• _Problem to solve_
Format the items below as a JSON list of strings, one string per line and with blank lines left out, from the line containing "Note: for every instance of the side" through the end of the items.

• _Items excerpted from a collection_

--*--

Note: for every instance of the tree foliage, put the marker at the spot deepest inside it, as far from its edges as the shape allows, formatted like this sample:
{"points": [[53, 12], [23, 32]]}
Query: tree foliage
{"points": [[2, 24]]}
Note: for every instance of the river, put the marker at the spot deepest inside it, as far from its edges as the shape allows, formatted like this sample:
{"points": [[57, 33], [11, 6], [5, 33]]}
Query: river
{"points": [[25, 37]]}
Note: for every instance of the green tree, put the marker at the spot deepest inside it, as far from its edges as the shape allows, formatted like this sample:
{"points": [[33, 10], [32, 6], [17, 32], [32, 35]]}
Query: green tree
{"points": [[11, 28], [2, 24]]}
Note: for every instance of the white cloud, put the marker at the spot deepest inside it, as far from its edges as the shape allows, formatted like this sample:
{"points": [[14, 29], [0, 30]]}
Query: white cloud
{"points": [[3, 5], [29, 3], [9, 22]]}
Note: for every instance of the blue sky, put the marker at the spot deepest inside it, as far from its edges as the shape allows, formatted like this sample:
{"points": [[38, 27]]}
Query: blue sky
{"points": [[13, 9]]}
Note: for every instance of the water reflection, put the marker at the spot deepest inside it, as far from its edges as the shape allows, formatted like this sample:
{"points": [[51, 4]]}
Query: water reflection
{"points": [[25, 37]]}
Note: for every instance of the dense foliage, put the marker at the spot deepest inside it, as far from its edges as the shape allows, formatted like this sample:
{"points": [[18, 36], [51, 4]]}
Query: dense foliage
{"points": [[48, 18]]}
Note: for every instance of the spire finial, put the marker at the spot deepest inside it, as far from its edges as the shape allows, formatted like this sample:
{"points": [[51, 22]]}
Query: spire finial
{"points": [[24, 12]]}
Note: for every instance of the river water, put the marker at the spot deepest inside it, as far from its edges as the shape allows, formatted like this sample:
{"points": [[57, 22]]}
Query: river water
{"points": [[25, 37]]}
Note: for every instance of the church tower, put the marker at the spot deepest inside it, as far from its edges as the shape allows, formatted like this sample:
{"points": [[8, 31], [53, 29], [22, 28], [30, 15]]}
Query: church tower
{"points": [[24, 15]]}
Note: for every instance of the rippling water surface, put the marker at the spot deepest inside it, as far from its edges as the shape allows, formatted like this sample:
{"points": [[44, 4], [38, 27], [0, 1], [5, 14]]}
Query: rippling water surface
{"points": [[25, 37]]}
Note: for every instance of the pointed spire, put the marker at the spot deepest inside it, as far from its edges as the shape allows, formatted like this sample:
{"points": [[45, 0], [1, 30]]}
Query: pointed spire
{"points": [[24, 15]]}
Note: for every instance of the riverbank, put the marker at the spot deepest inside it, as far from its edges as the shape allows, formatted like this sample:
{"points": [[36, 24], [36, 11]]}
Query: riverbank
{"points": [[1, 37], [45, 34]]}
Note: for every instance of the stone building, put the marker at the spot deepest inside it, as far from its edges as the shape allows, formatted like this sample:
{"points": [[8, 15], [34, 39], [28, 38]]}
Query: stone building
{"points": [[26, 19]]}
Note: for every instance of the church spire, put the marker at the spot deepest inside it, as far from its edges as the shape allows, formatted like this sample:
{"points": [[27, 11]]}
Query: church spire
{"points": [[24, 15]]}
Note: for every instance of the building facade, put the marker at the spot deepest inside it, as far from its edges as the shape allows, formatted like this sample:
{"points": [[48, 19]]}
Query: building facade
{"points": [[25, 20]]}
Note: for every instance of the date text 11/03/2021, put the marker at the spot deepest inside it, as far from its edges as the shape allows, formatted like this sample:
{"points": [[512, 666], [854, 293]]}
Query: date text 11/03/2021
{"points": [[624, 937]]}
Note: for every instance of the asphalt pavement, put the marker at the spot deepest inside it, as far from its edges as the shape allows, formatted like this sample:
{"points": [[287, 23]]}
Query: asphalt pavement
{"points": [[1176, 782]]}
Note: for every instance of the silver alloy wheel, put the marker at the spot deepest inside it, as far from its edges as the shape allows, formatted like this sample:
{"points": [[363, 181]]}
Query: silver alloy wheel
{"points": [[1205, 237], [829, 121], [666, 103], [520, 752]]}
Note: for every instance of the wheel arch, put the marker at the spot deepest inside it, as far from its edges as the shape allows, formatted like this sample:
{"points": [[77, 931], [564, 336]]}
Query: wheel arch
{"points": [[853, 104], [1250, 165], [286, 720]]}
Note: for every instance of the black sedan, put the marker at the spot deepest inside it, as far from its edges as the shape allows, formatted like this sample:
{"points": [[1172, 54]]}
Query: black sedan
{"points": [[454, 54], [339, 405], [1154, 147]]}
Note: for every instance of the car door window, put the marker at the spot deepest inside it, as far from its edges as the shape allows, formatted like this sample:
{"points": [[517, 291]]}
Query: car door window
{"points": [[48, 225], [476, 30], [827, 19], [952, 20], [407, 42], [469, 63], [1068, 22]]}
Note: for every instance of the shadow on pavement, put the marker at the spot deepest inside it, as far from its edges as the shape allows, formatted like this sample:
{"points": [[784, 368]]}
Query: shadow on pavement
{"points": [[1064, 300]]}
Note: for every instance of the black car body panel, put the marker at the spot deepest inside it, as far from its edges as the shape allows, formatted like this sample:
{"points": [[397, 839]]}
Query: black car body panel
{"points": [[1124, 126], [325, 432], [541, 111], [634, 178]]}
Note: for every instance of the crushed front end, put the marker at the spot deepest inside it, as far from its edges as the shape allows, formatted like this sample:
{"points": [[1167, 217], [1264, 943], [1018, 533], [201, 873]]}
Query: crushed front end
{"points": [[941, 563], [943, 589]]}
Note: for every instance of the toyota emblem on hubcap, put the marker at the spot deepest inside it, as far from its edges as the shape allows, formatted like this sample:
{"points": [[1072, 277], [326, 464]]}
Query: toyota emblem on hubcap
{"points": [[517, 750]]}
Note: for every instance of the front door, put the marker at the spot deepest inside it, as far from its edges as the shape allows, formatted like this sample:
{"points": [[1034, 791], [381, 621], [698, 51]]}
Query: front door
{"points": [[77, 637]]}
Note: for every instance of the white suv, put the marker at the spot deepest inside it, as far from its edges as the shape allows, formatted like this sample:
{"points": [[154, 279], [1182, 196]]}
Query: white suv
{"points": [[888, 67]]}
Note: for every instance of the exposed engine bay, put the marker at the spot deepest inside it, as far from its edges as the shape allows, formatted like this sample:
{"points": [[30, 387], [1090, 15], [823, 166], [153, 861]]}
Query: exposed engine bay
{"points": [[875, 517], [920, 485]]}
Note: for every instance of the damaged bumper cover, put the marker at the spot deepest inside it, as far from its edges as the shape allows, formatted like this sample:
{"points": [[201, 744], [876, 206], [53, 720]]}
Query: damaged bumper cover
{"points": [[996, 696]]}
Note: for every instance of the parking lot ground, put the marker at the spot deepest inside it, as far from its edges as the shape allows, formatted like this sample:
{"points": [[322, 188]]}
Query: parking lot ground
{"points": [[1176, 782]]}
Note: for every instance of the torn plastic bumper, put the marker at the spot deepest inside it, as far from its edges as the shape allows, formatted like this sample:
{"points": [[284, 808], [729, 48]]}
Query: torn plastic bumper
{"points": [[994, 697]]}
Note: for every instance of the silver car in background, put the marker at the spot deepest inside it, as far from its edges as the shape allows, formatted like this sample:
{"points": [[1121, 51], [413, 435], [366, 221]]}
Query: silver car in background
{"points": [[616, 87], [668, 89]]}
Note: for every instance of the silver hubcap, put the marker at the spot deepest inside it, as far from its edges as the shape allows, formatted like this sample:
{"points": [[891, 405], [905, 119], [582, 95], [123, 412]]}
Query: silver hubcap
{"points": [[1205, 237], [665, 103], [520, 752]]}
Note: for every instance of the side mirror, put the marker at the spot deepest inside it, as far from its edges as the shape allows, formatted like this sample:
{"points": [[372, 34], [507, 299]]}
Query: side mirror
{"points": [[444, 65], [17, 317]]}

--*--

• _Exercise result_
[
  "Note: for every instance of the side mirror, put the marker at the spot deepest inside it, as far from its edges as the shape allows, formatted like this sample:",
  "{\"points\": [[372, 34], [507, 299]]}",
  "Query: side mirror",
  "{\"points\": [[444, 65], [17, 317]]}"
]